- [SUPPLIED TEXT]:
Contains: Offal. Uses either soy or coconut aminos. Is: Gluten-free, potentially Paleo and Whole30.
Heads UP!!! Or, half a head is better than none!
Yes, I uploaded another head recipe a few hours ago – I figure I get these heads out of the way so we can carry on hereafter. For that one, see: Khmer Pork Head. I promise, no more heads this year…
Your best bet for finding a lamb’s head is from ethnic markets in larger metropolitan areas, or if you know farmers who pasture raise sheep, you can always ask. Since readership here is international, many of already have your own nearby sources. I’d buy them already split in half, as this will make them easier to eat. Although I remember Dad coming back from a foray into some region of New York City with an entire sheep’s head, which as I recall he simmered on the range for a long while, with whatever seasonings he used, but was yummy as all get out. (This was probably the only dish Mom didn’t want to join us with.)

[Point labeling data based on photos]
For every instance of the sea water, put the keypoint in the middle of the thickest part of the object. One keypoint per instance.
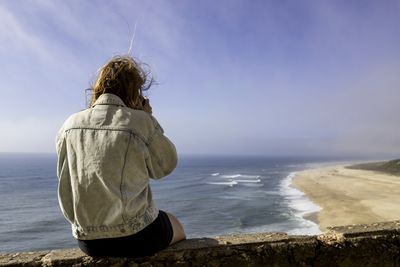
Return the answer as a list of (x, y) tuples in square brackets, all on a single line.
[(210, 195)]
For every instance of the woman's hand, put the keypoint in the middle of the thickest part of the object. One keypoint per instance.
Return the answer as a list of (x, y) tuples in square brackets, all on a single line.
[(146, 105)]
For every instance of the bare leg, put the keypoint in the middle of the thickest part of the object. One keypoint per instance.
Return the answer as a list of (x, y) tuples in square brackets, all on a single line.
[(179, 233)]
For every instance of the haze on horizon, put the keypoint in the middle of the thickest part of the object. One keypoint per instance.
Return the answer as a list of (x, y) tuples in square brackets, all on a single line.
[(234, 77)]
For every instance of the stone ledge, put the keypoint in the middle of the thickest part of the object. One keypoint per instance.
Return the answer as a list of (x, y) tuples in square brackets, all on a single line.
[(375, 244)]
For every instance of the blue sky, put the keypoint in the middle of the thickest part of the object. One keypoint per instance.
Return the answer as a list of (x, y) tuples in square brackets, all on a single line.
[(234, 77)]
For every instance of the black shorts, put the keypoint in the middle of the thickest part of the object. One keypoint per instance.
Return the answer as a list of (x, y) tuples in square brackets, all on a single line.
[(155, 237)]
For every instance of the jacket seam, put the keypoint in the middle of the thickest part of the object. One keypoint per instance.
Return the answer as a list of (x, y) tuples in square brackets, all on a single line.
[(122, 178), (130, 131)]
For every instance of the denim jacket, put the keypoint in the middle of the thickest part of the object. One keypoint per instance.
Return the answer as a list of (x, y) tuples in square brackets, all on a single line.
[(106, 155)]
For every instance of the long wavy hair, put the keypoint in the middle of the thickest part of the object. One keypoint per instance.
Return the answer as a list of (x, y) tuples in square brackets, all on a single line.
[(125, 77)]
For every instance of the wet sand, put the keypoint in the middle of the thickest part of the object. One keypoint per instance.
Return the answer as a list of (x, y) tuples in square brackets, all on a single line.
[(349, 196)]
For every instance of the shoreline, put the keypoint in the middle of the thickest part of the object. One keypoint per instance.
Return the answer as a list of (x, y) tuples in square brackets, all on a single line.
[(349, 196)]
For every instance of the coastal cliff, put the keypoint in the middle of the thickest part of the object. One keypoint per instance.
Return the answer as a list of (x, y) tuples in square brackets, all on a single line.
[(376, 244)]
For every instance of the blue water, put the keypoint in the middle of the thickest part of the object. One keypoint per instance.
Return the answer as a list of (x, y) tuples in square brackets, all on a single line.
[(211, 195)]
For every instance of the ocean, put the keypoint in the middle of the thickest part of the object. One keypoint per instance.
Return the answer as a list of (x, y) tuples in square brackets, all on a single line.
[(210, 195)]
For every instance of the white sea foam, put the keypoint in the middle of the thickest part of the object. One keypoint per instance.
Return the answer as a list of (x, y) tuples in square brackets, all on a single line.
[(248, 181), (301, 205), (231, 176), (253, 184), (231, 183)]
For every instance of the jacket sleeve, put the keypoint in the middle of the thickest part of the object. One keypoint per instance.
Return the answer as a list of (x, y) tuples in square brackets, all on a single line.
[(65, 195), (162, 158)]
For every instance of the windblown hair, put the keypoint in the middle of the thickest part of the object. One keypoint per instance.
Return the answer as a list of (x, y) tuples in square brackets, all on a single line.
[(124, 77)]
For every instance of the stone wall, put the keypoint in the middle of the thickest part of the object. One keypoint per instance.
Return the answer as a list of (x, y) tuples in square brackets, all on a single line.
[(357, 245)]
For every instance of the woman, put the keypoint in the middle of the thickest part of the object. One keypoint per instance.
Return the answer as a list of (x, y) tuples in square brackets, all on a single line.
[(106, 155)]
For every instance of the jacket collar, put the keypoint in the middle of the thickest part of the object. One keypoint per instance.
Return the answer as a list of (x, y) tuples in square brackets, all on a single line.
[(109, 99)]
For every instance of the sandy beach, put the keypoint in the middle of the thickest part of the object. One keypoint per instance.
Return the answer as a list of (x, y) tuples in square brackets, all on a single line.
[(349, 196)]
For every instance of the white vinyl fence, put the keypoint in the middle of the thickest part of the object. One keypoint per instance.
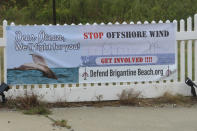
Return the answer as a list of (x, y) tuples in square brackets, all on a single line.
[(186, 59)]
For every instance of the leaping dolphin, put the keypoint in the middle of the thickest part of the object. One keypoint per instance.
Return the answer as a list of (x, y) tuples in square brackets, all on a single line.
[(39, 64)]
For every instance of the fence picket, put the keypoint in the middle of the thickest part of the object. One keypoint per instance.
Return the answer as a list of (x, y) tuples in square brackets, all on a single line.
[(176, 52), (189, 49), (182, 53), (195, 46), (4, 52)]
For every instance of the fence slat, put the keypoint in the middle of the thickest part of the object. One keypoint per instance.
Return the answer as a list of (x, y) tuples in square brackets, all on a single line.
[(176, 53), (195, 29), (182, 53), (189, 49), (4, 52)]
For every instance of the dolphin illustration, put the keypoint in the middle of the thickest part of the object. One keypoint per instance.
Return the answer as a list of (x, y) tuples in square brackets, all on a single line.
[(39, 64)]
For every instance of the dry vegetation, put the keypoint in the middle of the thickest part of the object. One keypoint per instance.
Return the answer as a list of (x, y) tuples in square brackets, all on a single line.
[(29, 104)]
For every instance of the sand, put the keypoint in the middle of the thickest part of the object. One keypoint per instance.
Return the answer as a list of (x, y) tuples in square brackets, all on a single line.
[(105, 119)]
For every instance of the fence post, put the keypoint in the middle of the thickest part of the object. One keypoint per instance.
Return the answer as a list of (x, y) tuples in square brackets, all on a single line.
[(176, 51), (195, 51), (4, 52), (189, 49), (182, 53)]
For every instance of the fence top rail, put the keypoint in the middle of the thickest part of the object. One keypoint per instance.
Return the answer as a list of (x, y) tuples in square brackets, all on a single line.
[(184, 32)]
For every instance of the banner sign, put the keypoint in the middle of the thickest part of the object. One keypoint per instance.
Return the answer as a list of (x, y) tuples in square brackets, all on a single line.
[(70, 54)]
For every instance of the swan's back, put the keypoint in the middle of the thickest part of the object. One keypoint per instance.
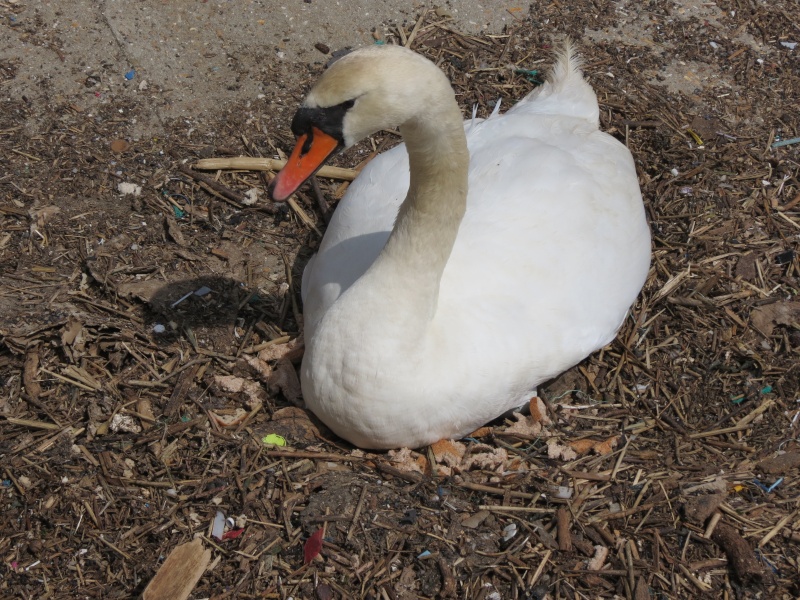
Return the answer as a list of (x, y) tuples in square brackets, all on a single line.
[(551, 252)]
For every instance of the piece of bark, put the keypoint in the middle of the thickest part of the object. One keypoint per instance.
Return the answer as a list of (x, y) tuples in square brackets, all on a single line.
[(30, 371), (642, 592), (698, 508), (781, 464), (179, 574), (562, 530), (740, 555)]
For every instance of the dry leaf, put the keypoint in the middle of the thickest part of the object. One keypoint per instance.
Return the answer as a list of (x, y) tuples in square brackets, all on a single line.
[(766, 318)]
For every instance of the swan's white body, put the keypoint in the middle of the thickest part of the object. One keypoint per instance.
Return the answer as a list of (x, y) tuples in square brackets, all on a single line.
[(453, 323)]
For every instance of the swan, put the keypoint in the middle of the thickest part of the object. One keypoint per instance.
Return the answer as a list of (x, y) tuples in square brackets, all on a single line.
[(467, 265)]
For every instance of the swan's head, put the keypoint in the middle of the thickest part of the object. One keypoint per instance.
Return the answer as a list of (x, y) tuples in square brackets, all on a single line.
[(363, 92)]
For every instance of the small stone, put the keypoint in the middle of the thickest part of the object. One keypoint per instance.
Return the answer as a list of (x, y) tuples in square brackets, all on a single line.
[(119, 146)]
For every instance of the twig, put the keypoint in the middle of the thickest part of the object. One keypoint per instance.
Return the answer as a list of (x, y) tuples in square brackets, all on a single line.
[(247, 163)]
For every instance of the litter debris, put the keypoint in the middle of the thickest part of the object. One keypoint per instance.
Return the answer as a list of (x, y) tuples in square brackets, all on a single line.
[(313, 546), (126, 188), (252, 196), (218, 528), (509, 531), (788, 142), (273, 439), (200, 292)]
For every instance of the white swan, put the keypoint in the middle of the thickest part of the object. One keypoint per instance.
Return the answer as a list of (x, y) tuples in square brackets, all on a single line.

- [GIVEN EXERCISE A]:
Transcribe the part of the recipe introduction starting with "Yes, I uploaded" and going on through "join us with.)".
- [GIVEN EXERCISE B]:
Please rescale part of the listing, starting with the line with "For every instance of the bare" and going on through the line with "[(122, 178), (130, 131)]", both ends included. Give all those lines again, requests included, with every coordinate in the answers multiplied by 1.8 and rounded to a whole number, halves up, and return only those lines.
The recipe introduction and the listing have no connection to each other.

- [FULL ANSWER A]:
Yes, I uploaded another head recipe a few hours ago – I figure I get these heads out of the way so we can carry on hereafter. For that one, see: Khmer Pork Head. I promise, no more heads this year…
Your best bet for finding a lamb’s head is from ethnic markets in larger metropolitan areas, or if you know farmers who pasture raise sheep, you can always ask. Since readership here is international, many of already have your own nearby sources. I’d buy them already split in half, as this will make them easier to eat. Although I remember Dad coming back from a foray into some region of New York City with an entire sheep’s head, which as I recall he simmered on the range for a long while, with whatever seasonings he used, but was yummy as all get out. (This was probably the only dish Mom didn’t want to join us with.)

- [FULL ANSWER B]:
For every instance of the bare leg, put the keypoint in the middle of the thickest part of the object. One keypoint per instance.
Return the answer as a list of (x, y) tuples in square brackets, all on a single line.
[(322, 419)]
For every instance of the haze on horizon, put the keypoint in the middle of the thickest part of the object. One keypoint per instance.
Return the answer as a list of (x, y) tuples in square brackets, all on a single line.
[(421, 139)]
For every instance of the stone ledge, put the keypoint in the middle of the thickest part of the object. One keypoint per instance.
Return the answer as a list of (x, y) tuples in square brackets, all on a single line.
[(675, 439)]
For every instance of the blue sky, put the keypoint in the middle of the thickest part of the object. One keypoint per instance.
Return the answer as a list of (x, y) tuples in square brackets, all on a single line.
[(421, 139)]
For every instance of the black shorts, put the keypoint in the middle of the thickest part of the object. One keypoint per instance.
Return the answer as a list of (x, y) tuples in square brackets, all on a single line.
[(279, 427)]
For every instance of the jacket seam, put the keypoint in the middle of the thickest part of the object. One keypoint per instance.
Return the answer as a list of (x, y) tuples in square brackets, all on a single line.
[(220, 320), (234, 236)]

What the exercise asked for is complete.